══ LESETEXT

Rosa Luxemburg Werke [RLW], Berlin 1970ff., Bd. 1.1, 8., überarbeitete Auflage, Karl Dietz Verlag Berlin 2007, S. 20

https://rosaluxemburgwerke.de/buecher/band-1-1/seite/20

II

Man braucht nur einige allgemein bekannte Tatsachen aus dem gesellschaftlichen Leben Polens zusammenzustellen, um ein ungefähres Bild der polnischen sozialen Verhältnisse zu zeichnen, welches mit zwingender Logik auf die Undurchführbarkeit der Wiederherstellung eines polnischen Klassenstaats durch die Aktion des polnischen Proletariats schließen läßt. „Der polnische Adel, die polnische Geistlichkeit und Bourgeoisie fühlen sich wohl im Hundeloch und fangen an, die insurrektionelle Fahne abzuschwören“[1], so sagen die Sozialpatrioten selbst. Soweit haben sie auch ganz recht: Sie konstatieren nur die allgemein bekannte Tatsache der Regierungstreue der herrschenden Klassen in allen drei Teilen Polens. Nun haben sie aber leider unterlassen, aus diesen sehr richtigen Beobachtungen auch richtige Schlüsse zu ziehen.

════
══ EXTRAHIERTE DATENSÄTZE

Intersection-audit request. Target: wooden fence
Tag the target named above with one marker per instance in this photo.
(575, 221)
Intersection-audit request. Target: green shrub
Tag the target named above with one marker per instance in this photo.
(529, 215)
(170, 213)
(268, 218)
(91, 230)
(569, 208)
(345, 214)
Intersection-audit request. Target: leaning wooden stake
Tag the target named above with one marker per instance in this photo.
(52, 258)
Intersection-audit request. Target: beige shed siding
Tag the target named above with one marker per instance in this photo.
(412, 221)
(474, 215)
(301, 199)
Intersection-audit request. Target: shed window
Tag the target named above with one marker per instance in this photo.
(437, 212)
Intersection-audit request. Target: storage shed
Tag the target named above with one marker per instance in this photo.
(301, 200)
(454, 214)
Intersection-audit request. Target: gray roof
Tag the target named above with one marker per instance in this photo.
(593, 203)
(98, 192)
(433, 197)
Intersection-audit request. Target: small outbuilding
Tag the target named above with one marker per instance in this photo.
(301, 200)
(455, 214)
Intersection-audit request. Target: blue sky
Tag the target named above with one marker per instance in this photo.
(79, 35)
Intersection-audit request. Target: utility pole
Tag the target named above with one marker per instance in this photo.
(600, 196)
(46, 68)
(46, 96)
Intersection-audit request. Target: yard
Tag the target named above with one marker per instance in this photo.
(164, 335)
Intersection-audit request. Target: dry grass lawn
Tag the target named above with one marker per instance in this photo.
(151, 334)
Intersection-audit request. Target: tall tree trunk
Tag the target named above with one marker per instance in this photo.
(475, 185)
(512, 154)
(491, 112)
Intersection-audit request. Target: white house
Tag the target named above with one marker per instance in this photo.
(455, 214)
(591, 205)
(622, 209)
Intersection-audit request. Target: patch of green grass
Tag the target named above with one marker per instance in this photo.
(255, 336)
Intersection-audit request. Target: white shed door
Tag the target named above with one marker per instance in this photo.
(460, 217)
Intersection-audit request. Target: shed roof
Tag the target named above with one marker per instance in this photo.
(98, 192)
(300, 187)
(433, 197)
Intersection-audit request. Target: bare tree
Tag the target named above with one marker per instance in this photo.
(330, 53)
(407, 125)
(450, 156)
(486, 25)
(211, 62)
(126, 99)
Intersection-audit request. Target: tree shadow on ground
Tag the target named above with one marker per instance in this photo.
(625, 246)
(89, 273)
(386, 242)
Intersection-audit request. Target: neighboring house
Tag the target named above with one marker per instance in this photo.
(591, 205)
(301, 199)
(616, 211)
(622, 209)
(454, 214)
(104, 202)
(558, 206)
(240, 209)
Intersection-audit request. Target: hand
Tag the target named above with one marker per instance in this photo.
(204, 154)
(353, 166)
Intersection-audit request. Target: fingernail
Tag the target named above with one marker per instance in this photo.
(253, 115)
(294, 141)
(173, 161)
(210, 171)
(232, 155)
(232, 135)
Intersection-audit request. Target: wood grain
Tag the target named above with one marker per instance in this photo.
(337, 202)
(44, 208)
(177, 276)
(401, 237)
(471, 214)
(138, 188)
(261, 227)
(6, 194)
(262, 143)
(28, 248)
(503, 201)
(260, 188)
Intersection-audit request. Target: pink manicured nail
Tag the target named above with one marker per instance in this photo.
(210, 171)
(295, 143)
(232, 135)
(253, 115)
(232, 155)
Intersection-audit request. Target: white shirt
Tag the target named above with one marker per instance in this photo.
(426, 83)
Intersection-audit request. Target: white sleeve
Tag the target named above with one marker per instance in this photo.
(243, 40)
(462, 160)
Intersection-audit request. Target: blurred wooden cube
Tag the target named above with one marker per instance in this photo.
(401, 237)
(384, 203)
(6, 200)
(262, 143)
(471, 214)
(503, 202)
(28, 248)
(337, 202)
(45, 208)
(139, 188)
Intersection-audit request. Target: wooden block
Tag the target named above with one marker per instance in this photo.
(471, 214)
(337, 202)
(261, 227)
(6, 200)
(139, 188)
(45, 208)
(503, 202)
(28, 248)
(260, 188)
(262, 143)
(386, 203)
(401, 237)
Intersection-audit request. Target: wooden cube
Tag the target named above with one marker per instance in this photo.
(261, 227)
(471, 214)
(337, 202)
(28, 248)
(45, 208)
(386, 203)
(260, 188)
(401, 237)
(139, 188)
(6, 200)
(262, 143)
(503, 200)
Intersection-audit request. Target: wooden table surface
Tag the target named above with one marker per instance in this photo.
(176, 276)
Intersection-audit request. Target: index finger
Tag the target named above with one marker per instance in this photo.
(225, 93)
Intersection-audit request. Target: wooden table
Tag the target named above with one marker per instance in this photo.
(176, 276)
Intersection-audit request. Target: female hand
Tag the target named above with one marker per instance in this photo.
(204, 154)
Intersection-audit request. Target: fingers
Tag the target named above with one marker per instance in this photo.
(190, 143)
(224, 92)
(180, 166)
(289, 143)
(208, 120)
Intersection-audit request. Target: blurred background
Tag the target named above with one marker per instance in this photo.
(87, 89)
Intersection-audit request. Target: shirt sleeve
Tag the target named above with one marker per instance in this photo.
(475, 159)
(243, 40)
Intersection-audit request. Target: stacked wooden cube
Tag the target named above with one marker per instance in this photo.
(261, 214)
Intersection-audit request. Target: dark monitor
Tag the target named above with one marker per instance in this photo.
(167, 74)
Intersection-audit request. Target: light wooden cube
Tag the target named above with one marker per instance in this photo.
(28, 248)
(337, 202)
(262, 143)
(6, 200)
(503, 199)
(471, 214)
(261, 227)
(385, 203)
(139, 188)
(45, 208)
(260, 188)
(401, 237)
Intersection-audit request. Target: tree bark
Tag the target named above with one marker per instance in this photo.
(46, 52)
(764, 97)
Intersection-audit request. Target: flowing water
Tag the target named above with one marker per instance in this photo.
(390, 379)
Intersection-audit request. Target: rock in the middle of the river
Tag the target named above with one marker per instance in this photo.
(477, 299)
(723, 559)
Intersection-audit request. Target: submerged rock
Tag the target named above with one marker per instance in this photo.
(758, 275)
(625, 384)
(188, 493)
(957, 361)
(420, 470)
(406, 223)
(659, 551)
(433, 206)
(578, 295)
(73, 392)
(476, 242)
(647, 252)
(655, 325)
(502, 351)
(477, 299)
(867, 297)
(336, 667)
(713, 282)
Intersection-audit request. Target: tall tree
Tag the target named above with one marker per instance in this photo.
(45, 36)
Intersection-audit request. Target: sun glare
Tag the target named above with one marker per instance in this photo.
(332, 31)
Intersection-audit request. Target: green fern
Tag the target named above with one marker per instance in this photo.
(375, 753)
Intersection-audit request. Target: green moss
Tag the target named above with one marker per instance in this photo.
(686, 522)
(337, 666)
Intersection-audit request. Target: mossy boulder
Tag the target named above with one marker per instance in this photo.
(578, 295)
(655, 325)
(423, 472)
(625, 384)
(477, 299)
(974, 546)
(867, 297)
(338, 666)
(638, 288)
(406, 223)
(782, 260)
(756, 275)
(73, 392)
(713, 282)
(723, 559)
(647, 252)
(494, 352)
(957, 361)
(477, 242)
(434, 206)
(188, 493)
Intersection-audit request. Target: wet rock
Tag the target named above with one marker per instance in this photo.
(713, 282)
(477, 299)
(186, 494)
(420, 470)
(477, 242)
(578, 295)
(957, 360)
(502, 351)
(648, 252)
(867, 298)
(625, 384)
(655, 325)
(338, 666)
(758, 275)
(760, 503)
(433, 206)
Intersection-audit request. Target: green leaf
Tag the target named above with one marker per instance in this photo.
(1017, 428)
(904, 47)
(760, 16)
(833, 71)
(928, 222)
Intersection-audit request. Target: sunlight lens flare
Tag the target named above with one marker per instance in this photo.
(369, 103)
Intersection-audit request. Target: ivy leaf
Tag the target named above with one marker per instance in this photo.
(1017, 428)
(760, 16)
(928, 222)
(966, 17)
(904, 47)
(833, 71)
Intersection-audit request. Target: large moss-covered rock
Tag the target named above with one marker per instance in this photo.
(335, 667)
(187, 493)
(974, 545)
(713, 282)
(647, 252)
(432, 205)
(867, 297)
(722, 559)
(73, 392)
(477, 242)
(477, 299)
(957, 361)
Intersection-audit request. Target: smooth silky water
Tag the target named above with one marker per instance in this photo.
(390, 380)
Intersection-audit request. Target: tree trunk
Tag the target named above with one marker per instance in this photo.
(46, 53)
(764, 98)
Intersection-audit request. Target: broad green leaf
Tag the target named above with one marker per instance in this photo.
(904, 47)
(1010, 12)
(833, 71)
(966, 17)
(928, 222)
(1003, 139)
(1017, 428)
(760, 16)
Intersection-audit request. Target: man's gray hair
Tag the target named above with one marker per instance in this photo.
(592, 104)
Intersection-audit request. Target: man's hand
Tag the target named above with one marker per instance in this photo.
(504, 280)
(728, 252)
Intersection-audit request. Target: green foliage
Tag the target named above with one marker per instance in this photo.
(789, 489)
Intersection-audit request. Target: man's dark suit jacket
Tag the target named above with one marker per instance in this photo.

════

KURZAUFGABE 1 - Gib die Datensätze wortgetreu wieder, beginnend mit der Zeile, die „Intersection-audit request. Target: ivy leaf“ enthält, und endend mit dem Ende der Datensätze, beide Grenzen eingeschlossen.
KURZAUFGABE 2 - Setze den Text über die sozialen Verhältnisse in Polen im Anschluss an seinen letzten Satz fort.
Der Text über die sozialen Verhältnisse in Polen und die Datensätze sind voneinander unabhängiges Material.

SCHRIFTLICHE ANTWORT 1 -
Intersection-audit request. Target: ivy leaf
Tag the target named above with one marker per instance in this photo.
(1017, 428)
(760, 16)
(928, 222)
(966, 17)
(904, 47)
(833, 71)
Intersection-audit request. Target: large moss-covered rock
Tag the target named above with one marker per instance in this photo.
(335, 667)
(187, 493)
(974, 545)
(713, 282)
(647, 252)
(432, 205)
(867, 297)
(722, 559)
(73, 392)
(477, 242)
(477, 299)
(957, 361)
Intersection-audit request. Target: smooth silky water
Tag the target named above with one marker per instance in this photo.
(390, 380)
Intersection-audit request. Target: tree trunk
Tag the target named above with one marker per instance in this photo.
(46, 53)
(764, 98)
Intersection-audit request. Target: broad green leaf
Tag the target named above with one marker per instance in this photo.
(904, 47)
(1010, 12)
(833, 71)
(966, 17)
(928, 222)
(1003, 139)
(1017, 428)
(760, 16)
Intersection-audit request. Target: man's gray hair
Tag the target named above with one marker per instance in this photo.
(592, 104)
Intersection-audit request. Target: man's hand
Tag the target named above with one marker per instance in this photo.
(504, 280)
(728, 252)
Intersection-audit request. Target: green foliage
Tag the target named above with one marker per instance in this photo.
(789, 489)
Intersection-audit request. Target: man's dark suit jacket
Tag the target named above with one marker per instance in this photo.

SCHRIFTLICHE ANTWORT 2 -
Die politische Physiognomie der Bourgeoisie ist hier wie stets der getreueste Spiegel der Interessen des Kapitalismus im Lande. Übersetzen wir die politische Erscheinung der Regierungstreue der polnischen herrschenden Klassen in allen drei Annexionsstaaten in die Sprache ihrer materiellen Interessen zurück, so gelangen wir zu dem untrüglichen Schlusse, daß die Wiedervereinigung Polens nicht im Interesse seiner ökonomischen Entwicklung liegen kann, die sich eben in der polnischen Bourgeoisie verkörpert.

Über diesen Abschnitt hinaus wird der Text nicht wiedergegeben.